## Extract
2016: photos of the oglethorpe yard as i worked to remove invasive and build a swale/ mini food forest.

















the side yard saga:

My side yard (approximately 1,000 sq ft) was totally over-run with invasive plants. The area ran the gambit for the usual suspects in our area – privet, euonymous, nandina, Chinese holly, liriope, and the dread wisteria. The only native in sight was poison ivy – which I happen to be extremely allergic to.

I spent a lot of time thinking about this project. Years ago I wouldn’t have even noticed as I had no idea what invasive plants were and why they were a problem. Through my job, I have learned a lot about the plants themselves as well as their affect on our ecosystem. The issue with them is they take over and crowd out all native plants. They often form monocultures, eventually out-competing each other. The non-natives do not provide nutritious food for wildlife and insects.

At my job, we treat invasive infestations with chemicals due to scale and man power. I manage over 2,000 acres of land and most of it has is infested to degrees of severity. I knew I did not want to spray chemicals all over my yard though, so I came up with a compromise.

Here’s what I did: I performed one foliar application of RoundUp (glyphosate) at a very low concentration to knock back the viney growth so I could get in and start hand-pulling and digging. The glyph also helped me get rid of the poison ivy, which was honestly getting really aggressive itself. The application actually didn’t do as much as I thought it would, probably due to the low concentration. But it did knock back the plants enough for my landlords to come in with a brush cutter and brush back most of the shrubs. I waited a month or so for plants to start to regrow, so I could see what needed to be dug out by hand.

Most of the digging was the damn liriope, a clumping grass that makes these radish-root things called corms. It is a tough cookie and I had to dig it out with a grub hoe because a shovel wasn’t strong enough to break through the dense root mat this crap forms. I also dug up all of the privet and euonymous. I did perform some very specific cut-stump applications of glyph on bush honeysuckle and wisteria because those plants are so tenacious, digging them up will not kill them. I made sure not to let any chemicals run off the cut stumps.

## Exercise data
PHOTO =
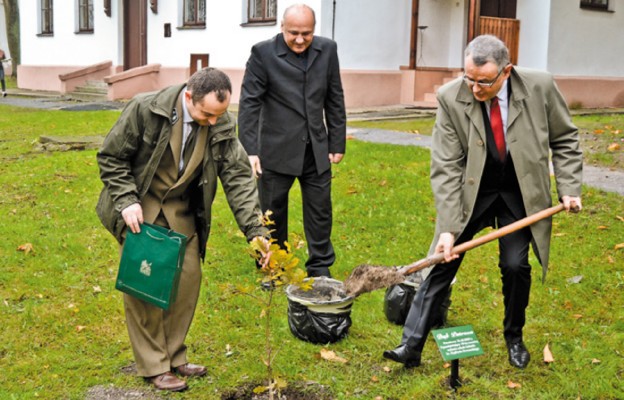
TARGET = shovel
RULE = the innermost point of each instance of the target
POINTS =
(366, 278)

## What the task asks
In the side yard text, what tool was used to dig out the liriope?

## Written response
A grub hoe.